Dataset records —
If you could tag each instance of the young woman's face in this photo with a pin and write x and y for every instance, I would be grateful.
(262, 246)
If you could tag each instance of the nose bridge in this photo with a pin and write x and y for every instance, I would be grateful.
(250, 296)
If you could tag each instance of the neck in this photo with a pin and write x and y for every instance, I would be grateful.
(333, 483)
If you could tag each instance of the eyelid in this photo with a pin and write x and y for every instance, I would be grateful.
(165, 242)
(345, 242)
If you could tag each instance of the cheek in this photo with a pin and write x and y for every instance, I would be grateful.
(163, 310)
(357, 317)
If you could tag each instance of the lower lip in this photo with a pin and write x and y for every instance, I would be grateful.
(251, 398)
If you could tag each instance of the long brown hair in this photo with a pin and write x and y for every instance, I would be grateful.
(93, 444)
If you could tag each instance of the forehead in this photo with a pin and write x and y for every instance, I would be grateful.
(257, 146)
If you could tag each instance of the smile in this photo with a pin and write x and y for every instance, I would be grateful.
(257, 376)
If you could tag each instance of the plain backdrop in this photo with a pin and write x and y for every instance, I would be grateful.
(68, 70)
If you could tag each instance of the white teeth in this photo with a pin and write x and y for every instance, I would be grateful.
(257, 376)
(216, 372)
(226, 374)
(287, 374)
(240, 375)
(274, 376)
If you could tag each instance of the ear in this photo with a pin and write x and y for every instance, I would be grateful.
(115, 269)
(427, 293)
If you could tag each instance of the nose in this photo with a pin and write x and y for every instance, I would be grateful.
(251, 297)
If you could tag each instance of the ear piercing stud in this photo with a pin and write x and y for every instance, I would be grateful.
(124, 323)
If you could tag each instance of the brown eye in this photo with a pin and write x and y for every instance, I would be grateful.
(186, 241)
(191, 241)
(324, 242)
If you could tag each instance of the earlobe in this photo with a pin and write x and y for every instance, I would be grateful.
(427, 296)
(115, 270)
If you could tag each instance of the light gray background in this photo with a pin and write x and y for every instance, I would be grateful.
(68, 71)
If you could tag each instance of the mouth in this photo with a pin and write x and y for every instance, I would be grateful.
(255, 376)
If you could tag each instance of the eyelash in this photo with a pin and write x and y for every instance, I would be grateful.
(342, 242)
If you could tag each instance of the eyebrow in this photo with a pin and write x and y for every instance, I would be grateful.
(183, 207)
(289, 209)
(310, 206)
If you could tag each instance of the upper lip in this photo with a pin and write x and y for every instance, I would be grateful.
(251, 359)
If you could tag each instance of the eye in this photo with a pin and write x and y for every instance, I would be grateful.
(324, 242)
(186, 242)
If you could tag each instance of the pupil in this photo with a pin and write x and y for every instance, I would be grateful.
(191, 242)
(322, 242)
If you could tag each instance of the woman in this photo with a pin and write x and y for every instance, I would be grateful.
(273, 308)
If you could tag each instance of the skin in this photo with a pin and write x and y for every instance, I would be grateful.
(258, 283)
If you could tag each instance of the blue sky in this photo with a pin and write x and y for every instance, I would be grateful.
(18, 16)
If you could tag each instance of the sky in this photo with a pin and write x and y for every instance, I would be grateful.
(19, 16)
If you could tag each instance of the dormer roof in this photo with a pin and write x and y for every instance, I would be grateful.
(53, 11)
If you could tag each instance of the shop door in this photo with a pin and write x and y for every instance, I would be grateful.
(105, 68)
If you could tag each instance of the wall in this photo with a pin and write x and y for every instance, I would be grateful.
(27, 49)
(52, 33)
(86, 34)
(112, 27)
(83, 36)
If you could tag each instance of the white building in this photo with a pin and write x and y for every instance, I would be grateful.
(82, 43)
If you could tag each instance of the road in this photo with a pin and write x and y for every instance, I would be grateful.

Task instructions — Every line in the records has to be written out again exactly.

Written reply —
If you could tag each instance of the young woman's face in this photo with a pin and write x and y for every instance, I would be grateful.
(262, 246)
If you could tag each instance of the nose bridge in this photo with a pin and write x and y for every instance, I would be grateful.
(250, 296)
If you could tag each instance of the neck in this photo with a pin and write x and y for every instance, I would be grateful.
(333, 483)
If you could tag each instance of the eyelid in this photo with a pin and write x and y for every instance, I would be grateful.
(165, 242)
(345, 242)
If you could tag each instance of the cheek in this photo with a pin and write x and y for every instance, I would be grateful.
(163, 310)
(357, 317)
If you could tag each instance of the lower lip in this photo with a pin and write x and y for every instance, I would be grateful.
(251, 398)
If you could tag each instance of the long brown hair in this photo with a pin and write x and y for every instance, I would be grateful.
(93, 444)
If you could tag each instance of the forehead in this photo with a pin and write x and y for every instance, I would be grateful.
(257, 146)
If you could tag each instance of the smile in this photo with a pin and write x and y for every instance, I would be grateful.
(257, 376)
If you could tag each instance of the plain backdrop in this photo with a pin and write x and y for every instance, I would be grateful.
(68, 70)
If you could tag each instance of the white teeth in this photo with a pin and write x and y for every instance, I would be grateful.
(257, 376)
(216, 372)
(226, 374)
(287, 374)
(240, 375)
(274, 376)
If you could tag each instance of the ear in this photo with a pin and write x and y for every instance, I would be grateful.
(115, 269)
(427, 293)
If you could tag each instance of the nose in this photo with a pin and write x and y for every instance, I would be grateful.
(251, 297)
If you could tag each instance of the ear piercing stud in this photo with a pin and write x and y for every instance, I would be grateful.
(124, 323)
If you could tag each instance of the brown eye in this photo with a pin and write x and y for every instance, I would be grateful.
(186, 241)
(191, 241)
(324, 242)
If you could tag each instance of the earlobe in this photo with a pin and write x and y for every instance, I would be grateful.
(427, 296)
(115, 270)
If you could tag each instance of the light gray background in this photo with a pin and write x and y for every instance, I would be grateful.
(68, 71)
If you could tag each instance of the mouth in this photo with a pin and write x and y for every instance, I would be grateful.
(255, 376)
If you could tag each instance of the eyelash in this photo with a pin and write x and y for every instance, I would be grateful.
(342, 242)
If you could tag each instance of the eyebrow in this photo with a pin and write x and y for every instance, I would be grateful.
(183, 207)
(289, 209)
(310, 206)
If you could tag each instance of the upper lip in this photo with a pin and write x and y for every instance, I would be grateful.
(251, 359)
If you could tag each instance of the eye in this photo with a pin and write x and y for every instance, I would be grateful.
(324, 242)
(186, 242)
If you could tag each instance of the pupil in this photo with a pin and write x and y for every instance, I would be grateful.
(191, 242)
(322, 242)
If you could tag each instance of the woman in this photo with a pin and write x and y for every instance, I would be grateful.
(273, 308)
If you could tag each instance of the skin in this photo with a pin and write x and y for every instance, I would be grateful.
(258, 283)
If you could tag each instance of the blue sky in this photo with a pin and write x and y for every instance, I would be grateful.
(18, 16)
If you could tag each instance of the sky in this photo with a pin and write x and y for every instance, I would be grateful.
(19, 16)
If you could tag each instance of the dormer roof in this photo with a pin and write x and y for every instance, I would be grateful.
(53, 11)
If you could tag each instance of the shop door in this photo with a pin and write x and y for every instance, I would be grateful.
(105, 68)
If you could tag each instance of the wall in this photo with a pin and write x and y for every instance, I would be grateful.
(27, 49)
(52, 33)
(86, 34)
(112, 27)
(83, 36)
If you could tag each instance of the white building in this photo with a pin and write x and y for every instance, I would be grateful.
(82, 43)
If you could tag each instance of the road in this photo with a pin and write x and y for every instance, I would be grateful.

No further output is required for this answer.